About this exercise: In the entries below, go to the line containing "the tree in" and repeat it along with every later line, exactly.

Dataset records:
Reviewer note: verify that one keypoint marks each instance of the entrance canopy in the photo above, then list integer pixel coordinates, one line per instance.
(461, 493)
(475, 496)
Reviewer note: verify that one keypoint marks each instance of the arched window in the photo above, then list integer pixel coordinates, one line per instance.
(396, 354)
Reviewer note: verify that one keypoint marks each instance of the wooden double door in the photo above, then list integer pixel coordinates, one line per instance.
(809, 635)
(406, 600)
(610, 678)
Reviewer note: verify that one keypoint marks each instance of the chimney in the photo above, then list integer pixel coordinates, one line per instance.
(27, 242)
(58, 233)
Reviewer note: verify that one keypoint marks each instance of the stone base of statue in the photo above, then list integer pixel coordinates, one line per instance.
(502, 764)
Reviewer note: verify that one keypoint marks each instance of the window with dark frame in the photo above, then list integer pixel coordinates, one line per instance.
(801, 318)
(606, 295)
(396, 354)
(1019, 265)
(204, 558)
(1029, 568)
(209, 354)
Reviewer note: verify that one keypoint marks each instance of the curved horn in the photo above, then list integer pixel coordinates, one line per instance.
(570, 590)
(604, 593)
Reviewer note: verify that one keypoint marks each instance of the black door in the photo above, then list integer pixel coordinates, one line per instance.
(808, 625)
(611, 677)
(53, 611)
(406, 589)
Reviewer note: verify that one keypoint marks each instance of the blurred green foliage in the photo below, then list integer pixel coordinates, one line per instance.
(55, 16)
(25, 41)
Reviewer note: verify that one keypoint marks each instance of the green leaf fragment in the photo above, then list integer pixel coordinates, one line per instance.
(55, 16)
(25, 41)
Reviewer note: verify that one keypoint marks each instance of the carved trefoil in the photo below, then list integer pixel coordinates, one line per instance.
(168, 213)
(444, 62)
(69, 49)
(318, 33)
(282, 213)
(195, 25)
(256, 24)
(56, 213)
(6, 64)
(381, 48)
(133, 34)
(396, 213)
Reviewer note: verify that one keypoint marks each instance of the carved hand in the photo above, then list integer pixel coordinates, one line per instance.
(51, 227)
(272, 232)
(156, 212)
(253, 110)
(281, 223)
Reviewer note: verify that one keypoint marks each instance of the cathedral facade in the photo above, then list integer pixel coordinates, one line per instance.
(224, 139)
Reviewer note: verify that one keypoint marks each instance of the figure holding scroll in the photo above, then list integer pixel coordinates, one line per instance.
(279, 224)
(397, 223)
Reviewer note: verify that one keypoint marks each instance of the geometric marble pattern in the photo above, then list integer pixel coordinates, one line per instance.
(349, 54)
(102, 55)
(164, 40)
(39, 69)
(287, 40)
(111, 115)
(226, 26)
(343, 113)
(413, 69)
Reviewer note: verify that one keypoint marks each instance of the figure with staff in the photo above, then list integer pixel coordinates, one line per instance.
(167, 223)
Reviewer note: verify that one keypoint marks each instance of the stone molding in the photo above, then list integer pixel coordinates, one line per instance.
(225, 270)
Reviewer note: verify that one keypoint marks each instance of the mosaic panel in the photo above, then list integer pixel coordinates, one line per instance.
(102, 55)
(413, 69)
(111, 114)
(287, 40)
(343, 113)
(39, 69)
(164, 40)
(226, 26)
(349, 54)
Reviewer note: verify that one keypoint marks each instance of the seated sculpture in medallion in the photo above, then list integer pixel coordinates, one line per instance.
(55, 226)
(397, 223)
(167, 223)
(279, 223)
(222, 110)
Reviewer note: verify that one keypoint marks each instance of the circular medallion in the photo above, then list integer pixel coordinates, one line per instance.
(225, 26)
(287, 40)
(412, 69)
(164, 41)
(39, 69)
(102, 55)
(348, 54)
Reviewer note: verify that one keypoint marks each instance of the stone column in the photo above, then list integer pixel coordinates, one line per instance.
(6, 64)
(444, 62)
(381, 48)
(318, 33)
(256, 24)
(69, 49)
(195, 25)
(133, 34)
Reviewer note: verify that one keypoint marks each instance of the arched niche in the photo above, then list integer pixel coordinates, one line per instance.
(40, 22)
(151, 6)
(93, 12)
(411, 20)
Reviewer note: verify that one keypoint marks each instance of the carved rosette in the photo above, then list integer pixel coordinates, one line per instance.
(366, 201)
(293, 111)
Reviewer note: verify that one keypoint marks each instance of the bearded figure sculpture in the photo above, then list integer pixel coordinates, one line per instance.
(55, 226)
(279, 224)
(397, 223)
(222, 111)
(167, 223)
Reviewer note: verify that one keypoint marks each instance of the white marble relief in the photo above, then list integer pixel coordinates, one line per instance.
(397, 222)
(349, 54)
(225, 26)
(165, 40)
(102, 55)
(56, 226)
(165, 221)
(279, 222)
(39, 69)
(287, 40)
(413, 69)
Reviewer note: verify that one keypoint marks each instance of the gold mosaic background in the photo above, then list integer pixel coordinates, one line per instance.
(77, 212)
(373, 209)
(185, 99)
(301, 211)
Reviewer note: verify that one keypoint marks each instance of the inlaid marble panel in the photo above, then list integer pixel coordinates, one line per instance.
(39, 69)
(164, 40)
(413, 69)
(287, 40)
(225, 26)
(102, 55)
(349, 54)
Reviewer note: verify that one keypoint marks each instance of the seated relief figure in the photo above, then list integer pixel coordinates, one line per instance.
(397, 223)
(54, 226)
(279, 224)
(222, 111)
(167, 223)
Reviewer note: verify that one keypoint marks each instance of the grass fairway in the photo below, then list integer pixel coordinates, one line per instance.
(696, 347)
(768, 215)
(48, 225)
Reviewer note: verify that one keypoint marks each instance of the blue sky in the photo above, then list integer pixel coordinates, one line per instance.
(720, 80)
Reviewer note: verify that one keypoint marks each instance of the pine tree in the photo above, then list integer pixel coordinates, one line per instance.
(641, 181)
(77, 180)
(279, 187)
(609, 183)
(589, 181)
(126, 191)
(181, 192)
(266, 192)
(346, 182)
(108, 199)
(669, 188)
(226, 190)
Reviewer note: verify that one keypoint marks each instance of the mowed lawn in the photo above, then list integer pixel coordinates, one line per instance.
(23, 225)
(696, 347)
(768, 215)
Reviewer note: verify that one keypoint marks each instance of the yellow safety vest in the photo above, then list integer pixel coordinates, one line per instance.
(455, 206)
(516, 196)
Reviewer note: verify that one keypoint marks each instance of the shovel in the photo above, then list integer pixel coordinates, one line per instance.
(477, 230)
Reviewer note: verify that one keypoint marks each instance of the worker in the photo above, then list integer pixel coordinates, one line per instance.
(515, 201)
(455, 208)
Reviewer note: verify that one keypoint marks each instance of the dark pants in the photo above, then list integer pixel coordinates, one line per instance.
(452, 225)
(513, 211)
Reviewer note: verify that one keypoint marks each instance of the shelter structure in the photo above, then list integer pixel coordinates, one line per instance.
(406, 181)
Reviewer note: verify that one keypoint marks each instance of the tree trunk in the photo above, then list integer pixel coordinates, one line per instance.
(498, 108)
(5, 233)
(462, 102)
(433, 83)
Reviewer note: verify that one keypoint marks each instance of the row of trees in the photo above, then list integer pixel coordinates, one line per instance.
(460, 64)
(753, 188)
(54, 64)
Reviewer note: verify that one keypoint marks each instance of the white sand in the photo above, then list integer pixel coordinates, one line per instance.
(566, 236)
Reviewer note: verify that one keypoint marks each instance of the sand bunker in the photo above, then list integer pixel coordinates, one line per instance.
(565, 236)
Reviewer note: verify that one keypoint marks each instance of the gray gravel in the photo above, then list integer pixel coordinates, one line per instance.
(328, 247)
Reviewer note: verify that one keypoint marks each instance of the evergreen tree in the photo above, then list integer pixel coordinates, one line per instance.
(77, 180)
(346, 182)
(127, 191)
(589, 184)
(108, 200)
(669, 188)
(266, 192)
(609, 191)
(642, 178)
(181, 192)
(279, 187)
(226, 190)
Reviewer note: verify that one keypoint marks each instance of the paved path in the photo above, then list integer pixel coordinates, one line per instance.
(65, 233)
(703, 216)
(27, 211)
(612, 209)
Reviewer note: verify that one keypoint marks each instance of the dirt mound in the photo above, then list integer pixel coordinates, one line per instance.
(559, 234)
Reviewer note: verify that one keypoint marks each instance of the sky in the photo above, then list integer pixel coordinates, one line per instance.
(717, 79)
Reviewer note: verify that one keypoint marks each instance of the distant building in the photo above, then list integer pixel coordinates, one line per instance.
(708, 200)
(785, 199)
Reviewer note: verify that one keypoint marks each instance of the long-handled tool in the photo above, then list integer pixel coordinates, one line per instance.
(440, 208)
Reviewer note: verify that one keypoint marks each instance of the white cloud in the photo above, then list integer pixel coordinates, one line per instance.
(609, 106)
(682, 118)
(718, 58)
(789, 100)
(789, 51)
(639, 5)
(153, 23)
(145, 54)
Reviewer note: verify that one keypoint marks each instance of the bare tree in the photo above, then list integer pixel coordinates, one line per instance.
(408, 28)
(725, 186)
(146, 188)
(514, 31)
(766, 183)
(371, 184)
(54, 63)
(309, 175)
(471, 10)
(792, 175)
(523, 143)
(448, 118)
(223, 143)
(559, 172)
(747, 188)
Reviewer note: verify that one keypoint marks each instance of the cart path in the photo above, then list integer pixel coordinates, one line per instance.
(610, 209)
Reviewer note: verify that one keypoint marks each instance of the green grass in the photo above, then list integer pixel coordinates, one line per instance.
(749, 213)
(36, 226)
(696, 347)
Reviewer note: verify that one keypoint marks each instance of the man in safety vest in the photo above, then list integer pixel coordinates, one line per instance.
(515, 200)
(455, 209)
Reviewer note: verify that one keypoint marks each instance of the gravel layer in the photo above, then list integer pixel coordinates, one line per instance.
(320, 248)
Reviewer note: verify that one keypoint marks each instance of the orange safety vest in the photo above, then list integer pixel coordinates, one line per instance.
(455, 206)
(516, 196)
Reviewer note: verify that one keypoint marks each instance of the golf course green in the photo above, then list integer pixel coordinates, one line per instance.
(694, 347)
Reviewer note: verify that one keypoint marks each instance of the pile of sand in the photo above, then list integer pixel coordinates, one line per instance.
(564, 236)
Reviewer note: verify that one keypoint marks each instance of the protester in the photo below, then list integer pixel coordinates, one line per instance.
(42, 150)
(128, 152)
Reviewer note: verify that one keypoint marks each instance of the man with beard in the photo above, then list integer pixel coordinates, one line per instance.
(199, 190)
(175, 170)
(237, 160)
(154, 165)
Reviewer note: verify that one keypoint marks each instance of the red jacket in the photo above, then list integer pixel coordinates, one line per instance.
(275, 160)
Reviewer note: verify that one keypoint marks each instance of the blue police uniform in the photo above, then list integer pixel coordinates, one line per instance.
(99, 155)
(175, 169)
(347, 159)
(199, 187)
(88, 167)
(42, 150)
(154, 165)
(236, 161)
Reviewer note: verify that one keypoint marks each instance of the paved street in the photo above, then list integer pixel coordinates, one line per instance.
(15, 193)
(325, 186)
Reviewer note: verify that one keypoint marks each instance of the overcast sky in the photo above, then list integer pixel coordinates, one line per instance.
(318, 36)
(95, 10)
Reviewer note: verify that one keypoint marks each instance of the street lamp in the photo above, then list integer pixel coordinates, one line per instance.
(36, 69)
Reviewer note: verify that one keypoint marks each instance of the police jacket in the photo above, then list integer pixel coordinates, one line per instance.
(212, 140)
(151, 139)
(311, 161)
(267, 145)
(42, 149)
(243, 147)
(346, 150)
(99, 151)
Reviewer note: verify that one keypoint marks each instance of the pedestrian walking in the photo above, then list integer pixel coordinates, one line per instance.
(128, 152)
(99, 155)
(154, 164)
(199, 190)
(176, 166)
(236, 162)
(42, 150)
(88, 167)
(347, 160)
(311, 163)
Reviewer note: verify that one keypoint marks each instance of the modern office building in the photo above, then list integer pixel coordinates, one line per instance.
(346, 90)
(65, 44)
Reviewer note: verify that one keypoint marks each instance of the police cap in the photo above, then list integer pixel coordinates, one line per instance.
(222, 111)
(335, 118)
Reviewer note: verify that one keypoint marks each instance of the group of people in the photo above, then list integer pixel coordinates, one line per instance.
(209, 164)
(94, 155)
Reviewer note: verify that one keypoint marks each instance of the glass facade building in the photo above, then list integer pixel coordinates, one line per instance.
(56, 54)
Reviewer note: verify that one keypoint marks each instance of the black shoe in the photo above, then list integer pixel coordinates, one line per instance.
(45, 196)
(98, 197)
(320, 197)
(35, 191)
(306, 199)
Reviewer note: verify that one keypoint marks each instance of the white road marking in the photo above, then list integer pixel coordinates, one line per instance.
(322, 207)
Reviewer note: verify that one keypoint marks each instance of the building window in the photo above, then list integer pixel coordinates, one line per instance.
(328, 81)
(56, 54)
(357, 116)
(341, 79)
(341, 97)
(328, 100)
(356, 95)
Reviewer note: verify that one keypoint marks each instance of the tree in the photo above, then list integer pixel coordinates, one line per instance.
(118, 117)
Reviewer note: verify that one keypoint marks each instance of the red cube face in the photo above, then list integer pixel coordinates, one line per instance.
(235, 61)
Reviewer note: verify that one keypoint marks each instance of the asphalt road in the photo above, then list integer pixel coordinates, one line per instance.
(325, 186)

Result below:
Reviewer note: verify that one keypoint marks each instance of the tree in the photo above, then list integer pixel coordinates, one line per instance.
(118, 117)
Reviewer note: verify that one keypoint marks each instance of the red cube face in the photo above, then list integer pixel coordinates, one line per instance.
(235, 61)
Reviewer note: verify that one keypoint marks each instance of the asphalt road in the photo above, then list integer pixel coordinates, one line per instance.
(325, 186)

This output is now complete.